## Problem details
Please summarize the passage about White Gold below in exactly two sentences.

--- START Selected text ---

Only Lavender comes close to being a voice of civility in the group, but is so easily influenced by all around him as to provide no check or balance, and he is constantly ridiculed for his attitudes. Anyone in White Gold you have any kind of sympathy, or empathy, for either turns out to be as bad as the rest, or basically gets trodden on.
This is Vincent Swann’s world, we just dip into it for 30 minutes a week.
This week, as Vincent attempts to avoid an Inland Revenue officer that’s been visiting the office trying to track him down, Vincent attempts to organise at a family day out. He almost pulls it around, too. Yet, by the end of the episode, he’s traded back any affection you may have built up for him (and more) by hitting on his son’s schoolteacher and roping lavender into taking the aforementioned inland revenue lady on an excruciatingly staged date.

--- END Selected text ---
--- START Excerpted data ---

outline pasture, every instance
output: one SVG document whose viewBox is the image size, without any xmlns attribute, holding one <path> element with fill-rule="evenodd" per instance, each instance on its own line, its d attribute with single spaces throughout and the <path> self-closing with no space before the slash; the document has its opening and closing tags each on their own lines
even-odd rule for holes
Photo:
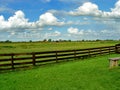
<svg viewBox="0 0 120 90">
<path fill-rule="evenodd" d="M 0 53 L 22 53 L 22 52 L 25 53 L 55 50 L 74 50 L 103 46 L 113 46 L 118 43 L 120 43 L 120 41 L 0 43 L 0 51 L 2 51 Z"/>
<path fill-rule="evenodd" d="M 74 50 L 114 46 L 120 41 L 0 43 L 0 53 Z M 119 90 L 120 67 L 109 69 L 102 55 L 0 73 L 0 90 Z"/>
<path fill-rule="evenodd" d="M 119 54 L 49 64 L 0 74 L 1 90 L 119 90 L 120 67 L 109 69 L 108 58 Z"/>
</svg>

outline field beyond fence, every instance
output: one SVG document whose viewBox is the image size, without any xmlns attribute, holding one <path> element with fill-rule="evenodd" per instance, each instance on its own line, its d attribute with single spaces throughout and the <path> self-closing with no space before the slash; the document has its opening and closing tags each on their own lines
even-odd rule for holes
<svg viewBox="0 0 120 90">
<path fill-rule="evenodd" d="M 0 70 L 10 70 L 55 62 L 57 63 L 60 61 L 75 60 L 78 58 L 84 59 L 87 57 L 115 52 L 116 46 L 107 46 L 76 50 L 0 54 Z"/>
</svg>

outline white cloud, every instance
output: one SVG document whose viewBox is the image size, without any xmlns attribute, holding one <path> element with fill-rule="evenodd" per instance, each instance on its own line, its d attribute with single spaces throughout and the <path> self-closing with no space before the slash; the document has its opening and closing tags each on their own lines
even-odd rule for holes
<svg viewBox="0 0 120 90">
<path fill-rule="evenodd" d="M 59 20 L 50 12 L 46 12 L 45 14 L 42 14 L 39 17 L 39 21 L 37 21 L 37 24 L 40 26 L 44 25 L 54 25 L 54 26 L 62 26 L 65 23 L 59 22 Z"/>
<path fill-rule="evenodd" d="M 53 30 L 53 28 L 48 28 L 48 30 Z"/>
<path fill-rule="evenodd" d="M 51 38 L 51 37 L 58 37 L 58 36 L 61 36 L 61 32 L 55 31 L 55 32 L 51 32 L 51 33 L 46 33 L 44 37 Z"/>
<path fill-rule="evenodd" d="M 112 8 L 110 12 L 101 11 L 99 10 L 98 5 L 91 2 L 86 2 L 76 10 L 70 11 L 69 14 L 73 16 L 88 15 L 105 18 L 120 18 L 120 0 L 118 0 L 115 7 Z"/>
<path fill-rule="evenodd" d="M 49 3 L 49 2 L 51 2 L 51 0 L 41 0 L 42 2 L 44 2 L 44 3 Z"/>
<path fill-rule="evenodd" d="M 16 11 L 8 20 L 5 20 L 4 16 L 0 16 L 0 30 L 41 29 L 46 25 L 62 26 L 64 24 L 64 22 L 60 22 L 52 13 L 48 12 L 40 15 L 39 20 L 36 22 L 29 22 L 21 10 Z"/>
<path fill-rule="evenodd" d="M 78 31 L 79 31 L 78 28 L 73 28 L 73 27 L 68 28 L 68 33 L 70 34 L 77 34 Z"/>
<path fill-rule="evenodd" d="M 69 12 L 71 15 L 100 15 L 101 11 L 98 9 L 98 6 L 96 4 L 93 4 L 91 2 L 86 2 L 82 6 L 78 7 L 75 11 Z"/>
</svg>

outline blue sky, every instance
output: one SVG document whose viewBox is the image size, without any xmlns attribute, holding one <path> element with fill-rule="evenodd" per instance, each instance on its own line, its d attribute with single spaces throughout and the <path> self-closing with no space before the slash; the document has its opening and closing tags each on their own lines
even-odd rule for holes
<svg viewBox="0 0 120 90">
<path fill-rule="evenodd" d="M 120 0 L 0 0 L 0 41 L 120 39 Z"/>
</svg>

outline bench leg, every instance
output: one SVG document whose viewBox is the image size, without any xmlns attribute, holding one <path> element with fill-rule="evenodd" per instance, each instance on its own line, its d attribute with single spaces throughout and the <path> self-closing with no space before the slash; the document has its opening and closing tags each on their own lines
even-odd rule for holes
<svg viewBox="0 0 120 90">
<path fill-rule="evenodd" d="M 114 66 L 115 67 L 118 66 L 118 61 L 117 60 L 114 60 L 114 61 L 110 60 L 110 68 L 113 68 Z"/>
</svg>

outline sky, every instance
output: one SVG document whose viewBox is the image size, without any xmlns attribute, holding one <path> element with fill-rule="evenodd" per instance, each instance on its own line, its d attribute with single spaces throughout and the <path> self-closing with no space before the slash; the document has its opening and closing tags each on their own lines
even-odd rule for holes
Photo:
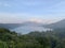
<svg viewBox="0 0 65 48">
<path fill-rule="evenodd" d="M 0 23 L 65 19 L 65 0 L 0 0 Z"/>
</svg>

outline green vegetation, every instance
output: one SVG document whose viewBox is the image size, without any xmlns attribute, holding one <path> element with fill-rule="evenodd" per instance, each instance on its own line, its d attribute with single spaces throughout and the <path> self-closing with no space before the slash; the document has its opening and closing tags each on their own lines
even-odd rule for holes
<svg viewBox="0 0 65 48">
<path fill-rule="evenodd" d="M 58 32 L 55 30 L 36 31 L 22 35 L 1 28 L 0 48 L 65 48 L 64 33 L 64 31 Z"/>
</svg>

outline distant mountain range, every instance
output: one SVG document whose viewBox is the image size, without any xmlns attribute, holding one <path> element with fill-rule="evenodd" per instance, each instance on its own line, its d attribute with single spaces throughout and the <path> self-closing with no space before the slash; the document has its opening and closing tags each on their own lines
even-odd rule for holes
<svg viewBox="0 0 65 48">
<path fill-rule="evenodd" d="M 0 28 L 6 28 L 6 29 L 14 29 L 22 26 L 39 26 L 39 27 L 43 26 L 44 28 L 51 28 L 51 29 L 65 28 L 65 19 L 51 25 L 43 25 L 34 21 L 27 21 L 23 23 L 0 23 Z"/>
<path fill-rule="evenodd" d="M 0 23 L 0 28 L 14 29 L 21 27 L 22 23 Z"/>
</svg>

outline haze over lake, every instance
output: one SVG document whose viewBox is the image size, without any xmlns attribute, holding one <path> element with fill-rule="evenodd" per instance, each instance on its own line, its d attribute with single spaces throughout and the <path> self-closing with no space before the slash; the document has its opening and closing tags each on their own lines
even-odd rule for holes
<svg viewBox="0 0 65 48">
<path fill-rule="evenodd" d="M 47 30 L 50 31 L 51 29 L 43 28 L 40 26 L 29 26 L 29 25 L 13 29 L 13 31 L 16 31 L 16 32 L 23 33 L 23 34 L 29 33 L 31 31 L 47 31 Z"/>
</svg>

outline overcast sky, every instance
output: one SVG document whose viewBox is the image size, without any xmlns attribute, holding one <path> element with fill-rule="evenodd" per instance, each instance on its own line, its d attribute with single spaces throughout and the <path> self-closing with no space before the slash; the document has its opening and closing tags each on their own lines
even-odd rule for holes
<svg viewBox="0 0 65 48">
<path fill-rule="evenodd" d="M 54 22 L 65 18 L 65 0 L 0 0 L 0 22 Z"/>
</svg>

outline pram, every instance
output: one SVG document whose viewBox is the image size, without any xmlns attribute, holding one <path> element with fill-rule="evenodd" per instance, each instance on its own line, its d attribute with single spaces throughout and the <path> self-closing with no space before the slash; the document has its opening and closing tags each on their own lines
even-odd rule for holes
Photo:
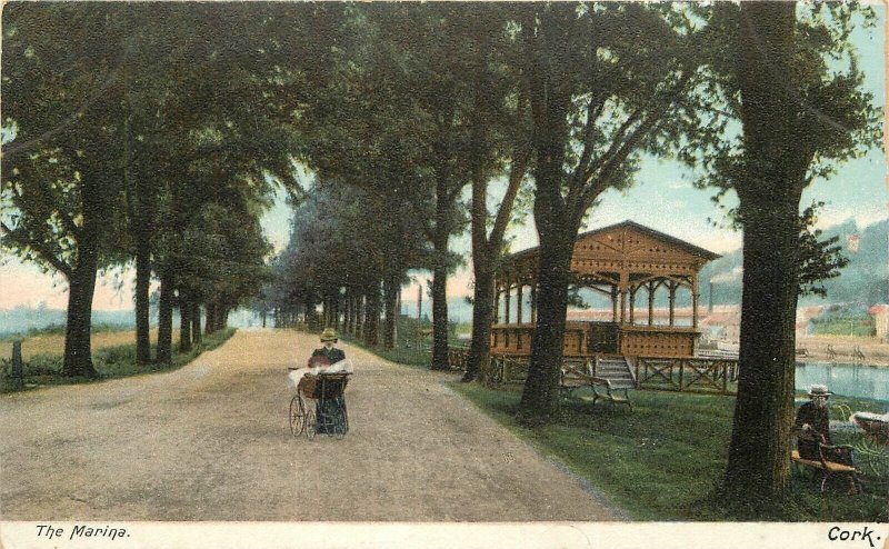
<svg viewBox="0 0 889 549">
<path fill-rule="evenodd" d="M 307 373 L 297 386 L 290 400 L 290 432 L 303 432 L 307 438 L 316 433 L 342 438 L 349 432 L 349 413 L 346 409 L 346 385 L 351 375 Z M 316 410 L 318 413 L 316 413 Z"/>
</svg>

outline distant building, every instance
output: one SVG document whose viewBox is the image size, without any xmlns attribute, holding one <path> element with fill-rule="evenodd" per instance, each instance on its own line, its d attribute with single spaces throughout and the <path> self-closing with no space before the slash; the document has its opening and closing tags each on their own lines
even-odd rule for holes
<svg viewBox="0 0 889 549">
<path fill-rule="evenodd" d="M 873 317 L 873 326 L 877 329 L 877 338 L 880 341 L 886 341 L 887 332 L 889 332 L 889 305 L 875 305 L 868 309 L 868 312 L 871 317 Z"/>
</svg>

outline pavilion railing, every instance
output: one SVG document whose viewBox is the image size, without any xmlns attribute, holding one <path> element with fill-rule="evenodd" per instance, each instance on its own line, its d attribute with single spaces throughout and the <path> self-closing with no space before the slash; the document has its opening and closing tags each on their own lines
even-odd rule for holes
<svg viewBox="0 0 889 549">
<path fill-rule="evenodd" d="M 448 365 L 466 370 L 469 348 L 448 348 Z M 566 361 L 592 359 L 593 356 L 566 356 Z M 635 357 L 637 389 L 679 392 L 735 395 L 738 383 L 738 360 L 719 357 Z M 491 355 L 488 379 L 498 383 L 519 383 L 528 377 L 528 357 Z"/>
<path fill-rule="evenodd" d="M 639 389 L 735 395 L 737 382 L 737 359 L 636 358 L 636 383 Z"/>
</svg>

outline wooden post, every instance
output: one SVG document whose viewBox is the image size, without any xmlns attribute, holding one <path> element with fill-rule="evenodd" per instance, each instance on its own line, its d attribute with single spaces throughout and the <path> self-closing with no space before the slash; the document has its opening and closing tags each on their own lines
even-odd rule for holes
<svg viewBox="0 0 889 549">
<path fill-rule="evenodd" d="M 516 323 L 521 325 L 521 300 L 522 300 L 522 287 L 523 285 L 519 282 L 518 288 L 516 289 Z"/>
<path fill-rule="evenodd" d="M 636 323 L 636 290 L 637 287 L 630 288 L 630 326 Z"/>
<path fill-rule="evenodd" d="M 691 327 L 698 329 L 698 276 L 691 276 Z"/>
<path fill-rule="evenodd" d="M 503 303 L 503 312 L 506 313 L 505 323 L 507 323 L 507 325 L 509 323 L 509 301 L 510 301 L 509 298 L 510 298 L 510 293 L 512 293 L 512 285 L 507 282 L 506 290 L 503 291 L 503 295 L 507 298 L 506 299 L 506 303 Z M 509 345 L 509 343 L 507 343 L 507 345 Z"/>
<path fill-rule="evenodd" d="M 493 323 L 500 323 L 500 287 L 493 289 Z"/>
<path fill-rule="evenodd" d="M 531 323 L 537 325 L 537 281 L 531 285 Z"/>
<path fill-rule="evenodd" d="M 12 377 L 16 379 L 16 386 L 21 389 L 24 385 L 24 370 L 21 360 L 21 340 L 12 342 Z"/>
<path fill-rule="evenodd" d="M 648 326 L 655 326 L 655 282 L 648 283 Z"/>
</svg>

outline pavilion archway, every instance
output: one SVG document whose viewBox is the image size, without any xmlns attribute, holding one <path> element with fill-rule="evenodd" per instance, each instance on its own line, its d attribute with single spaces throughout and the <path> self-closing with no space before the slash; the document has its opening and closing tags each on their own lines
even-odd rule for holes
<svg viewBox="0 0 889 549">
<path fill-rule="evenodd" d="M 610 300 L 610 316 L 566 325 L 567 356 L 691 357 L 698 330 L 698 273 L 717 253 L 632 221 L 578 236 L 571 285 Z M 491 352 L 527 356 L 537 326 L 539 249 L 506 258 L 498 271 Z M 677 298 L 690 293 L 691 322 L 679 321 Z M 666 310 L 656 307 L 666 295 Z M 525 305 L 528 299 L 528 306 Z M 606 315 L 607 318 L 601 318 Z"/>
</svg>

--- END Excerpted data ---

## Result of the task
In White Gold, Lavender comes closest to a civil voice but is too easily influenced to act as a check and is constantly ridiculed, while any character who draws sympathy either proves as bad as the rest or gets trodden on. This week Vincent Swann dodges an Inland Revenue officer and almost pulls off a family day out, but he loses any affection he has earned by hitting on his son's schoolteacher and roping Lavender into taking the officer on an excruciatingly staged date.